━━ Rows
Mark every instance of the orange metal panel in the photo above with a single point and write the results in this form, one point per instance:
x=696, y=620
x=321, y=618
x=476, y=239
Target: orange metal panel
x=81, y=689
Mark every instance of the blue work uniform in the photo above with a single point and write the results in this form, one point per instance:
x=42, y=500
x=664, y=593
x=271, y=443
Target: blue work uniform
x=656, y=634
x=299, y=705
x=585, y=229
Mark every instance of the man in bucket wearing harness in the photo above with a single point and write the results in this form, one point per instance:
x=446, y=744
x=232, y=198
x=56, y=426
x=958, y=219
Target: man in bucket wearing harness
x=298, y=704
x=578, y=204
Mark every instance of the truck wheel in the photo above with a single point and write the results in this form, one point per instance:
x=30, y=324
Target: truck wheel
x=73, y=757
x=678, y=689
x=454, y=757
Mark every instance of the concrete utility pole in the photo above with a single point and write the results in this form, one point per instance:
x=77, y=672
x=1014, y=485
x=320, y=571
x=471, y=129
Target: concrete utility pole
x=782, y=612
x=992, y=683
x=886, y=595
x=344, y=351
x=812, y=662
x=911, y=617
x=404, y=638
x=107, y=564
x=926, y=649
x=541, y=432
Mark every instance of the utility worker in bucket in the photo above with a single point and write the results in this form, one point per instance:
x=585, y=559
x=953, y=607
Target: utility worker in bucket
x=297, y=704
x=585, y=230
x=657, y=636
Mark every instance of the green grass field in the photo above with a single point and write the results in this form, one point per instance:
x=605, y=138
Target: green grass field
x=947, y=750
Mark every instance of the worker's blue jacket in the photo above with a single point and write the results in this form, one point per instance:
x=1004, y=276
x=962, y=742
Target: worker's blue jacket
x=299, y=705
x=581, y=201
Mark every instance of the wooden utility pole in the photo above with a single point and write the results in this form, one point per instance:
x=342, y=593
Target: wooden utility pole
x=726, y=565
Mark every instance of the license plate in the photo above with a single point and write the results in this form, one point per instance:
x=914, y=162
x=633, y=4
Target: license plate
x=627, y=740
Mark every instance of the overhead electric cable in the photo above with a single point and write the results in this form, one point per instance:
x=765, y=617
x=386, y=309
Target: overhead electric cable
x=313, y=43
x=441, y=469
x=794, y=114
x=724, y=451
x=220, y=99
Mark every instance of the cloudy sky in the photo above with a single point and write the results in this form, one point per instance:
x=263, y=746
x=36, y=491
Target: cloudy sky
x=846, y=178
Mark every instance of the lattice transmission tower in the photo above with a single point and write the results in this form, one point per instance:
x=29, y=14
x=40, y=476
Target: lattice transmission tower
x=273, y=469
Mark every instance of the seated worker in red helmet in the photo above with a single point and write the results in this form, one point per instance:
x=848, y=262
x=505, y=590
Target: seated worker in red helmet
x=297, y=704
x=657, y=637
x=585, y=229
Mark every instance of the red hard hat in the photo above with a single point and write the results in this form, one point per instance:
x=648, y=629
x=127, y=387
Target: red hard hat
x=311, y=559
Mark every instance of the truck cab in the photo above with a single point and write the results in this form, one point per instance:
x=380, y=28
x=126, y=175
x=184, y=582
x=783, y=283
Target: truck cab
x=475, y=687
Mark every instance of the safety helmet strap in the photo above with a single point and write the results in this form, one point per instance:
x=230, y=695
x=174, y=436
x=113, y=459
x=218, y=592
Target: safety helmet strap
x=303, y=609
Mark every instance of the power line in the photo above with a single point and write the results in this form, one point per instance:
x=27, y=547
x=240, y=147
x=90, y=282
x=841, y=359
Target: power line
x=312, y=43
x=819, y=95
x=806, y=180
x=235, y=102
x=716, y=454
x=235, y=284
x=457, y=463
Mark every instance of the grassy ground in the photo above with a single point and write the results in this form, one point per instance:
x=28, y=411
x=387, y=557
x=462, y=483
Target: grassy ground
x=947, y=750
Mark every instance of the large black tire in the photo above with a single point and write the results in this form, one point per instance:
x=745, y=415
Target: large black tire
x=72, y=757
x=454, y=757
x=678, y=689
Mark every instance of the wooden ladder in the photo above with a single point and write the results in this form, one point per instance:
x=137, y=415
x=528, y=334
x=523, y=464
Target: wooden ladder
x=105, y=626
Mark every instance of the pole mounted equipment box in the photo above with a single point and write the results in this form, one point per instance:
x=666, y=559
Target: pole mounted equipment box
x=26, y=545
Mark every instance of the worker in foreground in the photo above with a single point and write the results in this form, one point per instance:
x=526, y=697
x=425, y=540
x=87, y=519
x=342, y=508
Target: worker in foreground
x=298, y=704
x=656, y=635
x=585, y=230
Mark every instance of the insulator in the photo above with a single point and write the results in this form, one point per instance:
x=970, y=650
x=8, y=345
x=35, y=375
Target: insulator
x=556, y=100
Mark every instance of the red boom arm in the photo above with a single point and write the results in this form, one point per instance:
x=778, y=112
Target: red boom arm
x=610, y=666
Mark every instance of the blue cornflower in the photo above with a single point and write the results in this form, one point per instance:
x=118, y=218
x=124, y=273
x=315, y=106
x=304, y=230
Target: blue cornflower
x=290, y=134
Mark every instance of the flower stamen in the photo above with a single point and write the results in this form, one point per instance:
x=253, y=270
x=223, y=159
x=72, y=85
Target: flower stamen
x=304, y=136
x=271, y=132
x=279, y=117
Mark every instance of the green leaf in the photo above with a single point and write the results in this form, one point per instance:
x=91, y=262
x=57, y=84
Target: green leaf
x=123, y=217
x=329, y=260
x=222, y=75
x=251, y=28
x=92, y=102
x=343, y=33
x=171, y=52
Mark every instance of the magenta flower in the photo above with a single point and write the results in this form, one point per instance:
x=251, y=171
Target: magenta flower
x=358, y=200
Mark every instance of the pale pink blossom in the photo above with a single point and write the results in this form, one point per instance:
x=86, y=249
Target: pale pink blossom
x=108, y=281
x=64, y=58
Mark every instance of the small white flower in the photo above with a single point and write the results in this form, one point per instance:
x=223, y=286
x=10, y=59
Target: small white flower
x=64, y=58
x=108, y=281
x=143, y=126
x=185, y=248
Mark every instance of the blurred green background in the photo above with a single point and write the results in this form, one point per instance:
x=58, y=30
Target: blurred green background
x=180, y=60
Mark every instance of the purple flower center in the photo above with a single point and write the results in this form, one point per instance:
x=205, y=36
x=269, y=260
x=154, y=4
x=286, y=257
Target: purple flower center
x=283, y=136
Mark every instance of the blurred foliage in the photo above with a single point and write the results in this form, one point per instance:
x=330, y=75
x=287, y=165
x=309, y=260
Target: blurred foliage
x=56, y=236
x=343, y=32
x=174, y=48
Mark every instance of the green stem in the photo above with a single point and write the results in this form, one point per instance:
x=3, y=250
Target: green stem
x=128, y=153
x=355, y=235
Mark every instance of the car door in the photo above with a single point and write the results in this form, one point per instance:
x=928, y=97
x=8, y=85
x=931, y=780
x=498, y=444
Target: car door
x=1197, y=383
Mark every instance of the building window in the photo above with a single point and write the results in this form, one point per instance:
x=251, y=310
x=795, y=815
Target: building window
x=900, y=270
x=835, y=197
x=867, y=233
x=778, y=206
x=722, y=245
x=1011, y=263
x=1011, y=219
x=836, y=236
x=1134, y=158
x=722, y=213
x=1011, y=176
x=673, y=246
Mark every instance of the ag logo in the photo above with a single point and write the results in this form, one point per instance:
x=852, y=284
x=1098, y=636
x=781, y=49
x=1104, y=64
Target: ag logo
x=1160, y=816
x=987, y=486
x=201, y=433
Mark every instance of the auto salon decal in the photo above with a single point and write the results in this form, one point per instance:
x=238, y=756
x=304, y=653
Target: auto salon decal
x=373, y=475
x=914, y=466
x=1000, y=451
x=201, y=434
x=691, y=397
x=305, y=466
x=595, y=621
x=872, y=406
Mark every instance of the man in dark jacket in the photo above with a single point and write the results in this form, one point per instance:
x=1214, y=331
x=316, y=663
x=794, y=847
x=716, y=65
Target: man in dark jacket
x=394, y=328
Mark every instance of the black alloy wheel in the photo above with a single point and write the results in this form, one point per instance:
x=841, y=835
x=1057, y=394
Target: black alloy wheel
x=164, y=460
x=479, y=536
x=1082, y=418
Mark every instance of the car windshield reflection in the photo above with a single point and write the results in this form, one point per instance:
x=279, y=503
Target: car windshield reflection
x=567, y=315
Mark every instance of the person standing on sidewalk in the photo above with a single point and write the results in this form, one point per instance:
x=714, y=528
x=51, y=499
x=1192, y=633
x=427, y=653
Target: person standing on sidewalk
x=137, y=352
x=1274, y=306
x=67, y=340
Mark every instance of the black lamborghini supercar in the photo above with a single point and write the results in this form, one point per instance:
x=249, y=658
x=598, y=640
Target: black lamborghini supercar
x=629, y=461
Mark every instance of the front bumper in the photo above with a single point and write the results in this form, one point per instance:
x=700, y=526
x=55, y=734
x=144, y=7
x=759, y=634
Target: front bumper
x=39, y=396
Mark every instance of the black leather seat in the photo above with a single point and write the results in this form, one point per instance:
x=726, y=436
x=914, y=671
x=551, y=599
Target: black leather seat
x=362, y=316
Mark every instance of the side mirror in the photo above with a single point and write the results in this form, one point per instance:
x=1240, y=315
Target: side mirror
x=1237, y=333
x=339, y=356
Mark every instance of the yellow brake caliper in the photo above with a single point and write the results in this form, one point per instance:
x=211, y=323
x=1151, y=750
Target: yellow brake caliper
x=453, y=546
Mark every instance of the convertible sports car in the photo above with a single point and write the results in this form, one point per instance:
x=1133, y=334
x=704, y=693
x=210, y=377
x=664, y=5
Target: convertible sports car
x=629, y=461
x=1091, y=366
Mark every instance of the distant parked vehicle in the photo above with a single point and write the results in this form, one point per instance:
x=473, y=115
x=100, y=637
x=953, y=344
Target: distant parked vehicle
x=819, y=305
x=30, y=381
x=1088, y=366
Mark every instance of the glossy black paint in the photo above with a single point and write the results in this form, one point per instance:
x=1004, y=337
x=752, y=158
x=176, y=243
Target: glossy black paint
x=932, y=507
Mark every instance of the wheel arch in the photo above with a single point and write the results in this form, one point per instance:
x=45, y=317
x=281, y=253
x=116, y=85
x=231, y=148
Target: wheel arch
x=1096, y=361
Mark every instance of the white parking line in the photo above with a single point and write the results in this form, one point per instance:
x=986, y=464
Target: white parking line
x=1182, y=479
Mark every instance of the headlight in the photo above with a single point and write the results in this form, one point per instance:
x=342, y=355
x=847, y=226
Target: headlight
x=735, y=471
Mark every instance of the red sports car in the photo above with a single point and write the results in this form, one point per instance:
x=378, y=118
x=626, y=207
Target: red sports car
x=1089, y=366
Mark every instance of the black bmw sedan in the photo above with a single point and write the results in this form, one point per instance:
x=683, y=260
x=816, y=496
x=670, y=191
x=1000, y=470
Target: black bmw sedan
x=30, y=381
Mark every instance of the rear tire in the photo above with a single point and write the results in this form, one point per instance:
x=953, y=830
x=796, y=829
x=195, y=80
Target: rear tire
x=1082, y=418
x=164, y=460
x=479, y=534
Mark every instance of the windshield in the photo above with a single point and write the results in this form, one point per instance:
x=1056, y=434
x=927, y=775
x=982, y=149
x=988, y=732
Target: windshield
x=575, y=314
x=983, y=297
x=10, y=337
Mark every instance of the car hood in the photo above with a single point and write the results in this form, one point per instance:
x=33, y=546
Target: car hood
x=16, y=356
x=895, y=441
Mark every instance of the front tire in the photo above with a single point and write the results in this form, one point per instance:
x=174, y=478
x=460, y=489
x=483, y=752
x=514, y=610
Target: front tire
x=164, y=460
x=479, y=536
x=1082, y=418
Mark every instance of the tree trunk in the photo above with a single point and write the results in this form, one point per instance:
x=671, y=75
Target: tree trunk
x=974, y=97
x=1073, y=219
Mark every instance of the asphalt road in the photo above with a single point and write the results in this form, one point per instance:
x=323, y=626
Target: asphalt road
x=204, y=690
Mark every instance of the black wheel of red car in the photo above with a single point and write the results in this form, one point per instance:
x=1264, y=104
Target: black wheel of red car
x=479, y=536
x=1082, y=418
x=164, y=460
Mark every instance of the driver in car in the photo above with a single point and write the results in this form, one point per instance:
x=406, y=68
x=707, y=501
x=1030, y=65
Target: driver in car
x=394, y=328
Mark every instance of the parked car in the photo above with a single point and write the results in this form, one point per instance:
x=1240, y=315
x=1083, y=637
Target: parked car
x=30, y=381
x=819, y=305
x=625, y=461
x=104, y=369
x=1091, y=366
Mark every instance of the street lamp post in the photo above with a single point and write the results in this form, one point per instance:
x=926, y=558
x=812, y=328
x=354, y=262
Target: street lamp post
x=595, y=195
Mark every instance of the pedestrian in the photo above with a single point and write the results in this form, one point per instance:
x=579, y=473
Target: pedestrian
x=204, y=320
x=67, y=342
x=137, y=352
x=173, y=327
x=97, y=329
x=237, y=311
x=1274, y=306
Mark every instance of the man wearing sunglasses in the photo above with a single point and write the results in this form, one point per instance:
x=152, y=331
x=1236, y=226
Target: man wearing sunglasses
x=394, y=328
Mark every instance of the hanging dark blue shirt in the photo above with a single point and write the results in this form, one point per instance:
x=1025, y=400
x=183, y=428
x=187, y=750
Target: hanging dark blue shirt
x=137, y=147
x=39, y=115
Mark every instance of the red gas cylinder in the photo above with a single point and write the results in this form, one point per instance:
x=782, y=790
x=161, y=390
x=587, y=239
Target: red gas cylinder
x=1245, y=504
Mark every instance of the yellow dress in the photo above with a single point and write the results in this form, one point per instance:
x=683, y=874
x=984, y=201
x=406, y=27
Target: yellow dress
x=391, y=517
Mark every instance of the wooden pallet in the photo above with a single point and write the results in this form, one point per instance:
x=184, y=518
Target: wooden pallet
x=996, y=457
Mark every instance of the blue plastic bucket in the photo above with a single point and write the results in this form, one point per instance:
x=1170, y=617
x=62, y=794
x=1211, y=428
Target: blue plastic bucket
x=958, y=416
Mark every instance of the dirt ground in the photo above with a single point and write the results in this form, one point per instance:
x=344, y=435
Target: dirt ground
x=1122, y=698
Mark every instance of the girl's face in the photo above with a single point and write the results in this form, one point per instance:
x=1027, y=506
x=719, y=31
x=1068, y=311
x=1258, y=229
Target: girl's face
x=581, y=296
━━━━
### Required work
Return the lines of the data above word for word, starting at the first line of the data and ending at the line that contains "x=81, y=689", with both of those lines included.

### Reply to the exercise
Mark every instance of the orange metal panel in the photo above with a single point and write the results in this form, one point per instance:
x=696, y=620
x=321, y=618
x=476, y=239
Target: orange metal panel
x=81, y=689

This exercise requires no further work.